* begin RECORD EXTRACTS *

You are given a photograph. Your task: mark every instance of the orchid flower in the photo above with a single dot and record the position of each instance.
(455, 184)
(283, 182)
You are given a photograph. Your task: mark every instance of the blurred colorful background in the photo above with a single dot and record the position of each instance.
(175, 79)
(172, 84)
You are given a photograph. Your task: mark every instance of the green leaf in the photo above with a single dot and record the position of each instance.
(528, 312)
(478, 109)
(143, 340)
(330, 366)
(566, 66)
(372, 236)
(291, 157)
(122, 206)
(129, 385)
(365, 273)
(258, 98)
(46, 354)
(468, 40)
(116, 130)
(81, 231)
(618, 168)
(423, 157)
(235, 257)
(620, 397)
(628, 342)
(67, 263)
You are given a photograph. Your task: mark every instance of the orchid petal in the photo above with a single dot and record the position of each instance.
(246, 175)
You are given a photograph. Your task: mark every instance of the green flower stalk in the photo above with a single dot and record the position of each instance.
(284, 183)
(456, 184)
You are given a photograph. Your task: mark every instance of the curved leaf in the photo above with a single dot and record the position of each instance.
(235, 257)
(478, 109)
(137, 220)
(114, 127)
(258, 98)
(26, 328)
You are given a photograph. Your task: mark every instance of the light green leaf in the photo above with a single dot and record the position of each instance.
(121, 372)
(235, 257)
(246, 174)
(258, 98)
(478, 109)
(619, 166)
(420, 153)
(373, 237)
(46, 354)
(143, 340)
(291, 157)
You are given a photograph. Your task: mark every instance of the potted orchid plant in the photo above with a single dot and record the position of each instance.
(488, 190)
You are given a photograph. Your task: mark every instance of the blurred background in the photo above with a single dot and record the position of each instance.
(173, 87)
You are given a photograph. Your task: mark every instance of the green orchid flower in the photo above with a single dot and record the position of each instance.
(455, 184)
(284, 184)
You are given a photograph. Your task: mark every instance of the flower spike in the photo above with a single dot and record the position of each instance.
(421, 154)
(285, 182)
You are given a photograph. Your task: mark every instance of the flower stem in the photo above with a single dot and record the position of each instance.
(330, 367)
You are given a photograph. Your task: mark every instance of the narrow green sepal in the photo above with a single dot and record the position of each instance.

* end RECORD EXTRACTS *

STATED GOAL: Copy only the stretch running from the line containing "of the curved" to the final line of the entries, both ends included, exactly as it stands.

PROBLEM SOLUTION:
You are given a photograph. Your task: mark every instance of the curved leaf in the photo above with a single dot and record the position of each instance.
(235, 257)
(478, 109)
(137, 220)
(114, 127)
(258, 98)
(26, 328)
You are given a photograph. Your task: mark every instance of the light green leaf in the photo above with a single dot and record the position of each instance.
(121, 372)
(235, 257)
(246, 174)
(258, 98)
(478, 109)
(619, 166)
(420, 153)
(373, 237)
(46, 354)
(143, 340)
(291, 157)
You are given a photograph. Your task: mark every instance of the potted orchid plant in the photo above with a single dot and record the position of each instance.
(488, 190)
You are given a photograph. Your task: mark every instance of the blurred background in the photo above with a single dot and record the position of each instance.
(173, 87)
You are given a photograph. Your task: mark every instance of the green orchid flower in the photo above with a single dot and record the position of each instance.
(455, 184)
(284, 184)
You are given a photograph. Your task: mark every instance of the flower spike in the photo above with a single dot and record the position of each instance.
(421, 154)
(285, 182)
You are given a photograph. Your task: mark every instance of the flower stem in the photo above with a single dot and record the position of each instance.
(330, 367)
You are given a photograph. Your task: mark every instance of the narrow green sepal in the photo above with a single dot and record the position of each instance.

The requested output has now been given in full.